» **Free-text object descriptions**
******************************

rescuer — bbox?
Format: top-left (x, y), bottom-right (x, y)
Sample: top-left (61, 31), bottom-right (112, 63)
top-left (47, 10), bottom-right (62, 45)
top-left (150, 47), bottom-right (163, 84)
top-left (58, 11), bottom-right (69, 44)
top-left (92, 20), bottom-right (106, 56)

******************************

» **What needs to be done**
Nothing should be missing: every line above must be reproduced exactly.

» **Completed task**
rescuer — bbox?
Format: top-left (x, y), bottom-right (x, y)
Sample: top-left (61, 31), bottom-right (112, 63)
top-left (47, 10), bottom-right (62, 45)
top-left (150, 47), bottom-right (163, 84)
top-left (58, 11), bottom-right (69, 44)
top-left (92, 20), bottom-right (106, 56)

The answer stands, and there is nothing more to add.